Work required
Count the lines of the listing below that contain the string "signature", treating uppercase and lowercase as different. Reply with the number only.

Data for this task
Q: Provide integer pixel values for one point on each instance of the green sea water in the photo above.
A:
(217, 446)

==

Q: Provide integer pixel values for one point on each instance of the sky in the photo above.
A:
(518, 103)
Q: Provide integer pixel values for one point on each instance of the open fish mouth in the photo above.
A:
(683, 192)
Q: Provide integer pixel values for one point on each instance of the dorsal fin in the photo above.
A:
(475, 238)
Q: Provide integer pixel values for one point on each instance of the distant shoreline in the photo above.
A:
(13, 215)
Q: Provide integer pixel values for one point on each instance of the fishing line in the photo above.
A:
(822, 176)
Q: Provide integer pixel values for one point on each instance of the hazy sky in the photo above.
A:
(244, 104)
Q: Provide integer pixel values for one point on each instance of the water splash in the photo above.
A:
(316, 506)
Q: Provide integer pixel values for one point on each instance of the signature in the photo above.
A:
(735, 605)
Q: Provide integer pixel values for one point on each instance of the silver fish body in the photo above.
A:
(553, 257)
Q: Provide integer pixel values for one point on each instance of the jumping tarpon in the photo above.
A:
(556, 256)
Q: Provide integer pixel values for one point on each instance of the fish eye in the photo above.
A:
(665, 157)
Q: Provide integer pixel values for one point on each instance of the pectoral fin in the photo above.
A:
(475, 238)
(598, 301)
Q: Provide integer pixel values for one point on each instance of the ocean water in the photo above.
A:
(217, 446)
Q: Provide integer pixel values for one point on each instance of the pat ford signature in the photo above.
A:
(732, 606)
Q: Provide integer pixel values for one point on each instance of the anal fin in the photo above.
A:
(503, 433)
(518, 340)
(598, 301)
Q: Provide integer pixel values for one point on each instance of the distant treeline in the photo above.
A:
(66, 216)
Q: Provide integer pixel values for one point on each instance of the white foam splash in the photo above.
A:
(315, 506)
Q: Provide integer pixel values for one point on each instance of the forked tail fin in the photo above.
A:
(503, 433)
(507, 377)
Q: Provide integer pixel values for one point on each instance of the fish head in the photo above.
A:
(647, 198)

* * *

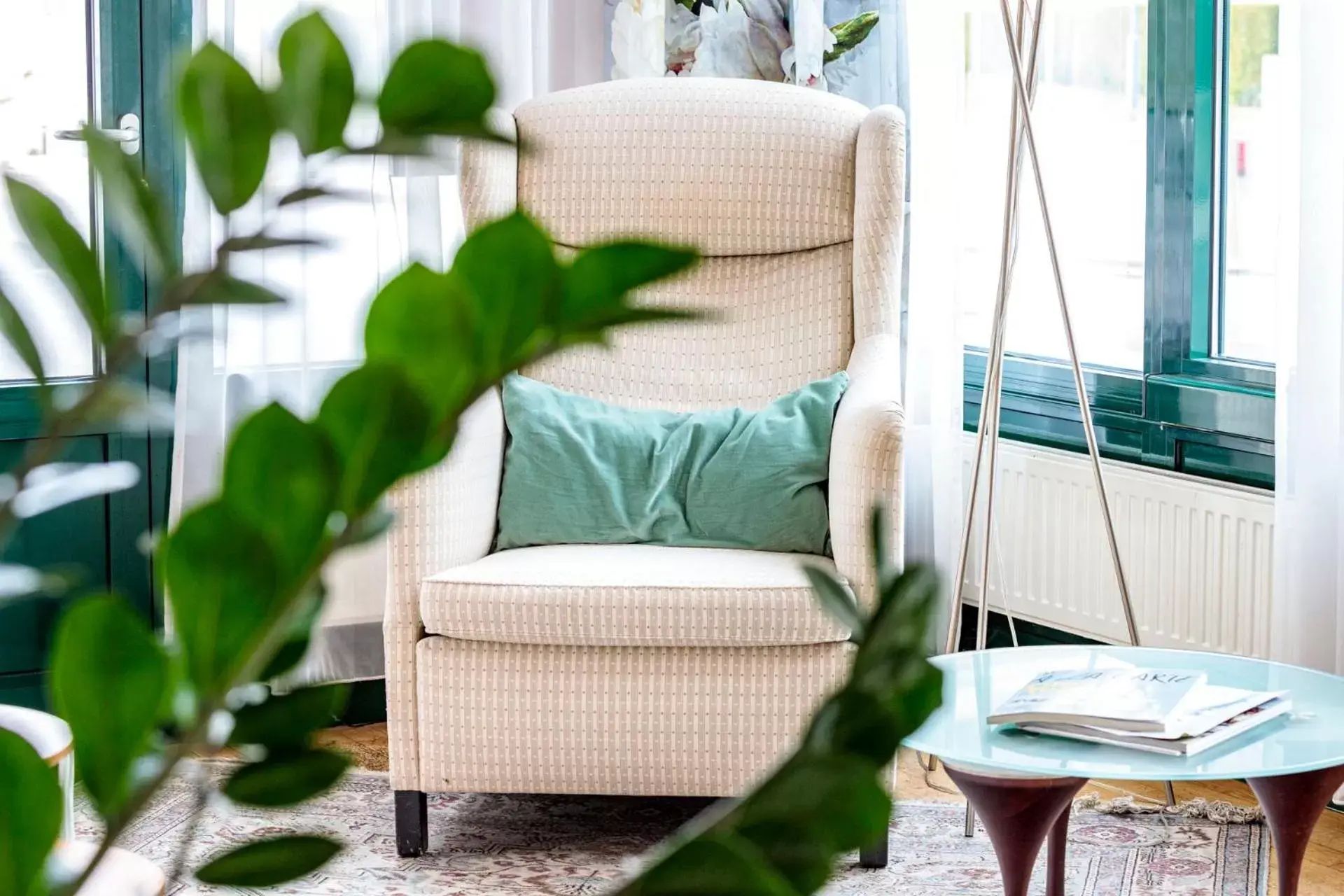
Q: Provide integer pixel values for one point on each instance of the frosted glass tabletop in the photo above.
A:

Solution to this exercise
2